** Begin Recorded data **

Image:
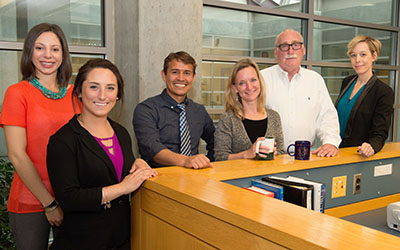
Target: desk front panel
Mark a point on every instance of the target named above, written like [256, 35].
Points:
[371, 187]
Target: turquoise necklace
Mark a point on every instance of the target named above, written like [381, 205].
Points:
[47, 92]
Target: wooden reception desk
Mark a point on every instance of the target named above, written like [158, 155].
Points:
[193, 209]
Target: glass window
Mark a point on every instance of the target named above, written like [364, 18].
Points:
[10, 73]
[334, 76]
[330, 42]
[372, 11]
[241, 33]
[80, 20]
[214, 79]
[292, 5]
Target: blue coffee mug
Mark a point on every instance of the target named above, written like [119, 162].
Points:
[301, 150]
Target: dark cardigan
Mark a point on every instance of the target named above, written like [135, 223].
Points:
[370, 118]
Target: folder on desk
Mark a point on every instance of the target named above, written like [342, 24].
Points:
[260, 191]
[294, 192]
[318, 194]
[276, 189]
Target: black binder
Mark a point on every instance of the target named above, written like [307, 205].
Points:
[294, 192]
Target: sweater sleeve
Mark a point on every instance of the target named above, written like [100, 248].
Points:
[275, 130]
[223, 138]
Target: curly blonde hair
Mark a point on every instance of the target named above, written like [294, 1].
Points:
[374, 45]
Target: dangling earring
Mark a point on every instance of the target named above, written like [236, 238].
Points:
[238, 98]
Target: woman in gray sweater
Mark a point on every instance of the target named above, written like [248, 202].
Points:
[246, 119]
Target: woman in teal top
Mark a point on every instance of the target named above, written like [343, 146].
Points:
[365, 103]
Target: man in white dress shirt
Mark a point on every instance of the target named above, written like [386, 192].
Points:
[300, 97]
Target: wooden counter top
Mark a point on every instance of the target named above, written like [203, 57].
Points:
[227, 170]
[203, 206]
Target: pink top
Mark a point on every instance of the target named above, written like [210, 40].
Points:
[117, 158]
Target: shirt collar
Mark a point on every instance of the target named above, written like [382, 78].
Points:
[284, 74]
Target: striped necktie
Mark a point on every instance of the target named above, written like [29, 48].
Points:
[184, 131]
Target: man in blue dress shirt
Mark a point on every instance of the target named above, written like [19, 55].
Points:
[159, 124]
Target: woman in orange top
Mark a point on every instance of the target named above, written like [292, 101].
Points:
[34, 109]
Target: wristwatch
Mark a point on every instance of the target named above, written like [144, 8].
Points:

** End Recorded data **

§ To be done
Format the rows above as a numbered list, omitting blank lines. Exclude the pictures from your answer.

§ Solution for this exercise
1. Image:
2. Target: desk front panel
3. Mark a point on every instance of the target named above, written like [256, 35].
4. Points:
5. [371, 187]
6. Target: turquoise necklace
7. Mark a point on every instance of the target named above, written like [381, 205].
8. Points:
9. [47, 92]
10. Target: wooden reception desk
11. Mark a point on every instance of the target named above, written like [158, 155].
12. Points:
13. [193, 209]
14. Target: glass window
15. Mark a point on every instance of the target named above, written like [364, 18].
16. Points:
17. [10, 73]
18. [334, 76]
19. [330, 42]
20. [372, 11]
21. [241, 33]
22. [80, 20]
23. [214, 79]
24. [292, 5]
25. Target: blue coffee mug
26. Mark a point on every instance of the target named above, written like [119, 162].
27. Points:
28. [301, 150]
29. Target: dark cardigan
30. Mark a point on every instance of the target named above, written like [135, 223].
31. Points:
32. [370, 118]
33. Target: folder on desk
34. Mark a point on every instance of the target named above, written like [342, 24].
35. Points:
36. [260, 191]
37. [294, 192]
38. [318, 194]
39. [276, 189]
40. Target: black binder
41. Mark a point on every instance of the target named above, written like [307, 205].
42. Points:
43. [294, 192]
44. Target: sweater sleeve
45. Mark a point on every instance of the target named above, written like [100, 248].
46. Points:
47. [275, 130]
48. [223, 138]
49. Target: curly blonde hair
50. Mark a point on every instance of the target named above, written like [294, 1].
51. Points:
52. [374, 45]
53. Target: dangling earring
54. Mark a point on every instance of the target named above, written like [236, 238].
55. Points:
56. [238, 98]
57. Target: woman in gray sweater
58. Mark a point on every instance of the target named above, written like [248, 202].
59. Points:
60. [246, 119]
61. Target: woman in teal top
62. Mark a point on every instance of the target named above, written like [343, 146].
63. Points:
64. [365, 103]
65. Target: man in white dress shirt
66. Mark a point on every instance of the target named above, written like [386, 192].
67. Points:
68. [300, 97]
69. Target: wooden counter top
70. Mark a point on every instance of the target named above, written like [203, 57].
71. Points:
72. [227, 170]
73. [203, 206]
74. Target: pink top
75. Mark a point on every instance of the target named above, written like [210, 40].
76. Points:
77. [117, 158]
78. Target: shirt collar
79. Mark a point on every instance of the target named above, written like [382, 78].
80. Points:
81. [284, 74]
82. Target: striped necktie
83. Mark a point on every instance of the target named above, written like [29, 48].
84. Points:
85. [184, 131]
86. Target: man in blue dress shirt
87. Mark a point on every instance of the target named above, written like [19, 55].
88. Points:
89. [159, 124]
90. Target: woman in orange top
91. Mark a point on every instance of the target named above, written like [292, 101].
92. Points:
93. [34, 109]
94. Target: wristwatch
95. Mark a point on every instance of the target named above, written like [144, 8].
96. Points:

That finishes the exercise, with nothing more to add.